*Goal:*
Beginning with the line containing "Target: red and white stripes on flag" and ending with the last line, repeat the records exactly.
>> start
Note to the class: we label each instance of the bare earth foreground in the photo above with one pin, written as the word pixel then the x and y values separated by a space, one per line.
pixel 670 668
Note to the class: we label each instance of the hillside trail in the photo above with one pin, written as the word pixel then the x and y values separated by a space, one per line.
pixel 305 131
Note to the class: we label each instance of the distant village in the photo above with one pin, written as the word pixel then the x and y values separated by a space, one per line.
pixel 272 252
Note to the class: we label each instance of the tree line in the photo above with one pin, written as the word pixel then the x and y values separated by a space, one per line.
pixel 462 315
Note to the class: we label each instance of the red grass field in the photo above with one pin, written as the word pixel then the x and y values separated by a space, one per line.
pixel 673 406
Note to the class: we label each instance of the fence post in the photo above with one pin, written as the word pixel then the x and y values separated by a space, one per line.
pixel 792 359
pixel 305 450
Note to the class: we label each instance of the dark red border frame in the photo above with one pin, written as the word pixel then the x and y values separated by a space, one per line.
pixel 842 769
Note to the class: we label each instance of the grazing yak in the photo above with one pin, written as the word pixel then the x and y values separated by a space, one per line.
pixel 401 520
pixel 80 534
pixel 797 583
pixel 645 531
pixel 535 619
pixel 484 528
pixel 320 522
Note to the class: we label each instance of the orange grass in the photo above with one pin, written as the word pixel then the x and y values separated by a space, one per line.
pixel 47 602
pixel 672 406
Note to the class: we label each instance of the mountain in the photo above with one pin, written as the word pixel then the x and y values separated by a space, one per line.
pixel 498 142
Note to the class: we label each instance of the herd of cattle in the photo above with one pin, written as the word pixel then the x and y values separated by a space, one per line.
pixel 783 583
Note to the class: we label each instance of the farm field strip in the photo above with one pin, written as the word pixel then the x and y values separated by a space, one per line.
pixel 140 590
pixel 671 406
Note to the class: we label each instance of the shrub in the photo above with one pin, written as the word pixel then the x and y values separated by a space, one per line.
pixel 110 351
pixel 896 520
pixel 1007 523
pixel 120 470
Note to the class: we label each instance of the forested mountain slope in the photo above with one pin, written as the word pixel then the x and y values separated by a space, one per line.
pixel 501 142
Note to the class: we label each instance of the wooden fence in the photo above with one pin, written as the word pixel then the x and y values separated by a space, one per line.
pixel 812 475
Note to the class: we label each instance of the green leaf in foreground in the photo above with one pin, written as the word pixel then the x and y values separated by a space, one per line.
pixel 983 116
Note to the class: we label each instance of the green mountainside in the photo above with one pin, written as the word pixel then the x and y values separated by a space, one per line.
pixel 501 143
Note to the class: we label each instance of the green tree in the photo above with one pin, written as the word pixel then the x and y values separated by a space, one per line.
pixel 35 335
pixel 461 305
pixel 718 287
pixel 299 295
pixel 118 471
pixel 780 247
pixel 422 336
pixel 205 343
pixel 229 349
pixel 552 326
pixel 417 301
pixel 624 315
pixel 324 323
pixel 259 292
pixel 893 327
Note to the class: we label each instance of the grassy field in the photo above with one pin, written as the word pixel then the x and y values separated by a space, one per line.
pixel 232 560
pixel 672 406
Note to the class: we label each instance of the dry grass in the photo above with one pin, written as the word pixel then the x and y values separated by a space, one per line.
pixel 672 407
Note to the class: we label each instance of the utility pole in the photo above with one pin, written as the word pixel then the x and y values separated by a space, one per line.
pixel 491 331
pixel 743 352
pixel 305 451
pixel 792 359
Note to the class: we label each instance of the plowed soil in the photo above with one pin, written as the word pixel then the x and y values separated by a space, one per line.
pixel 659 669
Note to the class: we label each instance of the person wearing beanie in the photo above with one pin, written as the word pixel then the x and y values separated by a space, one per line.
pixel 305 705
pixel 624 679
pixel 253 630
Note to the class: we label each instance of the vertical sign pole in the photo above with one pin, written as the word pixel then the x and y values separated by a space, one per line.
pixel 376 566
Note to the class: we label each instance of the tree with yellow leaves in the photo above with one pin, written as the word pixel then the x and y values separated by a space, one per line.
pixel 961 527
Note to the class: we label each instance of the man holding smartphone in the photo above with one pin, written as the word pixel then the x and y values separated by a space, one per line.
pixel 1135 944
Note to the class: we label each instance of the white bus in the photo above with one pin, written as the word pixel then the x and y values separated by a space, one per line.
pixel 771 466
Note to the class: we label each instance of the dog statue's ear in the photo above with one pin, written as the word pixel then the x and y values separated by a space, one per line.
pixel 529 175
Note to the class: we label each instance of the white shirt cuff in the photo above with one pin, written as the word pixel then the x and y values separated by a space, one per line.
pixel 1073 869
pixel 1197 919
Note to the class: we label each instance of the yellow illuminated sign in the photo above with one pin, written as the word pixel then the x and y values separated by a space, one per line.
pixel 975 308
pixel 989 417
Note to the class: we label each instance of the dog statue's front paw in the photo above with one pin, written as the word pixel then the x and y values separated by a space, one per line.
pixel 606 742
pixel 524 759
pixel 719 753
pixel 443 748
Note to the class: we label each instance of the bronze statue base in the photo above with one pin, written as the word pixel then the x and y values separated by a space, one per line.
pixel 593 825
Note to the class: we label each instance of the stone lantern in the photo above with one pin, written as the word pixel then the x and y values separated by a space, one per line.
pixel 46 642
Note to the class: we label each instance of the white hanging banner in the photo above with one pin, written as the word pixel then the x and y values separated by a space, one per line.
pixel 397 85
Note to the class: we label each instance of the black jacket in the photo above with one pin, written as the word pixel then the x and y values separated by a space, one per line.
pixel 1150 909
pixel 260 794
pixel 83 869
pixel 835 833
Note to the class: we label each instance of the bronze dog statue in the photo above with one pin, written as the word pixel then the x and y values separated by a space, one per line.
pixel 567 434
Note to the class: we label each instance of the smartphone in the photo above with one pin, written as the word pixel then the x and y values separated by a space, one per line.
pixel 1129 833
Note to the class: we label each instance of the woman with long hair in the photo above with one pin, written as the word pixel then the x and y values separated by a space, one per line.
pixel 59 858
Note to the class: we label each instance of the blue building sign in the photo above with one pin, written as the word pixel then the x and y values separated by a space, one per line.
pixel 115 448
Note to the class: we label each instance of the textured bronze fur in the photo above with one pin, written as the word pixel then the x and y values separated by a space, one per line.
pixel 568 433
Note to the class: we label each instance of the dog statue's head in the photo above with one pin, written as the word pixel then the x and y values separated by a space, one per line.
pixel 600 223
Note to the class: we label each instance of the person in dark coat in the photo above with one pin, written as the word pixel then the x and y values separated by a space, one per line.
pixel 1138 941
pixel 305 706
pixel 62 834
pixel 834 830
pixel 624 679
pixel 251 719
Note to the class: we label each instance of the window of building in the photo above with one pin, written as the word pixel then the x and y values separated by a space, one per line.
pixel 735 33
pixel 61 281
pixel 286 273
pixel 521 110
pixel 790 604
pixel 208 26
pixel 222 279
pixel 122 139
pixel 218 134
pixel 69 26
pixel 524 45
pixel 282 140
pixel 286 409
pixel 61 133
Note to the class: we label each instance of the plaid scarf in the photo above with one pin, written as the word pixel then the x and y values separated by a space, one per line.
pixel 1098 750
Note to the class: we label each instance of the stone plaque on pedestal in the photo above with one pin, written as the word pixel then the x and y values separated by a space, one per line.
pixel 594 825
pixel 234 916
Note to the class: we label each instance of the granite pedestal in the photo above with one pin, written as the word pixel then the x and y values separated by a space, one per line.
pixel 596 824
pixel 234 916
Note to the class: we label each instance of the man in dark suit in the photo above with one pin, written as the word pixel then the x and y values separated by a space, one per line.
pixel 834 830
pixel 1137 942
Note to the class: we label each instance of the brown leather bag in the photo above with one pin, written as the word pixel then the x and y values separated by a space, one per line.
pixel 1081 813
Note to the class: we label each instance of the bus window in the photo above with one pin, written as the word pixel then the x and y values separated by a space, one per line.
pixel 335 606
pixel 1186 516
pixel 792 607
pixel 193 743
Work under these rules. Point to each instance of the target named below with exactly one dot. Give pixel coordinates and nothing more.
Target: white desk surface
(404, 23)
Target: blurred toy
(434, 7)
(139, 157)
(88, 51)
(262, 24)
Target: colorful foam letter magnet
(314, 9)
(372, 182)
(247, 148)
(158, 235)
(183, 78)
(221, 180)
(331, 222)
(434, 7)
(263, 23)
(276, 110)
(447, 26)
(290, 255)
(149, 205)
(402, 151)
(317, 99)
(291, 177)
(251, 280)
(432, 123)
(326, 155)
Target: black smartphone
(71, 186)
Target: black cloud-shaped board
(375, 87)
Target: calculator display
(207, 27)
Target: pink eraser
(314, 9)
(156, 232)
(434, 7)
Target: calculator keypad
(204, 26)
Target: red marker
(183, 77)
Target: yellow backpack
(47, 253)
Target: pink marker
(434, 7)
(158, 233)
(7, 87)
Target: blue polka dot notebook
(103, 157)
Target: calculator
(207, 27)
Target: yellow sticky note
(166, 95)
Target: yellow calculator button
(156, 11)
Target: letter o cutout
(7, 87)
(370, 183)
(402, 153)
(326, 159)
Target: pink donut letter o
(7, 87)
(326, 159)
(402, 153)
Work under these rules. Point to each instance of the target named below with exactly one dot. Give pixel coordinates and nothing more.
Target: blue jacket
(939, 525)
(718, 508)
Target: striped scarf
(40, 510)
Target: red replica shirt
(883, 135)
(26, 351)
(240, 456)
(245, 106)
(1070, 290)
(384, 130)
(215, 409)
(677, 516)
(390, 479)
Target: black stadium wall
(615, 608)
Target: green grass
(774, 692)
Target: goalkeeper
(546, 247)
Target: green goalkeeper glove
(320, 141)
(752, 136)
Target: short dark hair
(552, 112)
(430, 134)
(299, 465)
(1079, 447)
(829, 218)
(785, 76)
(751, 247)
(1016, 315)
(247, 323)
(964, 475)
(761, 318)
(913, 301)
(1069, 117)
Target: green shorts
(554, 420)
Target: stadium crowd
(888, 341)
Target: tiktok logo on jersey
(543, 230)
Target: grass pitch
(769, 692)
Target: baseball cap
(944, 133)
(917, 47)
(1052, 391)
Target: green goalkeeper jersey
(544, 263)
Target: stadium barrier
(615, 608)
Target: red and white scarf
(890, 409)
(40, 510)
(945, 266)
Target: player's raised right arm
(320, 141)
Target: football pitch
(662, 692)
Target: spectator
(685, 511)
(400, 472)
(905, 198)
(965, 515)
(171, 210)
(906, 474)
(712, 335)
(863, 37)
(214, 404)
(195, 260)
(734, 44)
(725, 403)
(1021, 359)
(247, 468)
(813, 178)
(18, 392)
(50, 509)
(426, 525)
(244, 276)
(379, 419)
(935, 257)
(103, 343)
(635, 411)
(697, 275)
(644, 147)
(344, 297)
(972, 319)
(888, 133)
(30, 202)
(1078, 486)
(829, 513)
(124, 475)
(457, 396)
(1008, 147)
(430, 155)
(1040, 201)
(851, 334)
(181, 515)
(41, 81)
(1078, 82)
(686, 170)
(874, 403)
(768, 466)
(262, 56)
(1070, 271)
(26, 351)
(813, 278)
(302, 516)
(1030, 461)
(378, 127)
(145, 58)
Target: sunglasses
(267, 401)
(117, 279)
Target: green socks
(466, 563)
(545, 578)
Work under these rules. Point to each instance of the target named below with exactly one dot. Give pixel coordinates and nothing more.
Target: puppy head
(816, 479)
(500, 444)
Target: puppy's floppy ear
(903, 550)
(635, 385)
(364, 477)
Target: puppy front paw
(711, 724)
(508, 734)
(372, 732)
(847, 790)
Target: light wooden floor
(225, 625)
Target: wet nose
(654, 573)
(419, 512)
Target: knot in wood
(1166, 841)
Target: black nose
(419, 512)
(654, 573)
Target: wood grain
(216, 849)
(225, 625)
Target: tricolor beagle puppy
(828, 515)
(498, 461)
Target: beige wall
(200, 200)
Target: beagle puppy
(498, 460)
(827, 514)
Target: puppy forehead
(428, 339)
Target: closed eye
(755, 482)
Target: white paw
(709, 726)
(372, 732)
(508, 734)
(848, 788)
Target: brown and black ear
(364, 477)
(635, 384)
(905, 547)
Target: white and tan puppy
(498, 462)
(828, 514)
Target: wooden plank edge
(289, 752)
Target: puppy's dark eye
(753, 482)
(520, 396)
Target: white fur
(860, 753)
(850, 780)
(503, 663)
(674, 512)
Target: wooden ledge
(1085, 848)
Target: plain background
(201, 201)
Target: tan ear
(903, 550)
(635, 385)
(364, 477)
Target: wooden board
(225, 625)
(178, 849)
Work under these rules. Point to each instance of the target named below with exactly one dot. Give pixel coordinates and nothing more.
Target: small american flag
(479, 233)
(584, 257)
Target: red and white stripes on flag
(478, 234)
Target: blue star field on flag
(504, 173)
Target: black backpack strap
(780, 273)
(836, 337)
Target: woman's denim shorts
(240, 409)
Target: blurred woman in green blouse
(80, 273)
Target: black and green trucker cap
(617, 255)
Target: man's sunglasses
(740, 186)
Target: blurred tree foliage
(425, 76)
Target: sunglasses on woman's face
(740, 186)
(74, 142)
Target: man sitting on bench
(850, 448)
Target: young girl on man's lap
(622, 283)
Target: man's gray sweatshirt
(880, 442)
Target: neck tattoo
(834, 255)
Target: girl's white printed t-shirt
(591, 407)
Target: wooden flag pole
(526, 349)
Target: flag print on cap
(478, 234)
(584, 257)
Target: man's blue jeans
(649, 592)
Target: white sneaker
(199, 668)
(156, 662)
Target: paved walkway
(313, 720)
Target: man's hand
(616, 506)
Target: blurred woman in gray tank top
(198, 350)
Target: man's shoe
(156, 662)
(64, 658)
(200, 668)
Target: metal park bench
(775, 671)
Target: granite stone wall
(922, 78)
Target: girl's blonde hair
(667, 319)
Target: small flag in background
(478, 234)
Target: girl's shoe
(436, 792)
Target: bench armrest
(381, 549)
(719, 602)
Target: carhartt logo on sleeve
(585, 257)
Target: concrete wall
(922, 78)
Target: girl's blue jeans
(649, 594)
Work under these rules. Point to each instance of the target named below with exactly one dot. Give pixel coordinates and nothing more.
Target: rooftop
>> end
*Correct output:*
Target: red and white stripes on flag
(478, 234)
Target: blue star field on flag
(504, 173)
Target: black backpack strap
(780, 273)
(836, 337)
Target: woman's denim shorts
(240, 409)
Target: blurred woman in green blouse
(80, 273)
Target: black and green trucker cap
(617, 255)
Target: man's sunglasses
(740, 186)
Target: blurred tree foliage
(425, 76)
Target: sunglasses on woman's face
(740, 186)
(74, 142)
Target: man sitting on bench
(850, 448)
Target: young girl on man's lap
(622, 283)
Target: man's gray sweatshirt
(880, 442)
Target: neck tattoo
(834, 255)
Target: girl's white printed t-shirt
(591, 407)
Target: wooden flag pole
(526, 349)
Target: flag print on cap
(478, 234)
(584, 257)
Target: man's blue jeans
(649, 592)
Target: white sneaker
(199, 668)
(156, 662)
Target: paved walkway
(313, 720)
Target: man's hand
(616, 506)
Target: blurred woman in gray tank top
(198, 350)
Target: man's shoe
(156, 662)
(64, 658)
(200, 668)
Target: metal park bench
(775, 671)
Target: granite stone wall
(922, 78)
Target: girl's blonde hair
(667, 319)
Target: small flag in background
(478, 234)
Target: girl's shoe
(436, 792)
Target: bench armrest
(381, 549)
(719, 602)
Target: carhartt logo on sleeve
(585, 257)
Target: concrete wall
(922, 78)
Target: girl's blue jeans
(649, 594)
Work under these rules. Point to each instance of the target named below with exactly one dot. Give pixel coordinates and nothing more.
Target: rooftop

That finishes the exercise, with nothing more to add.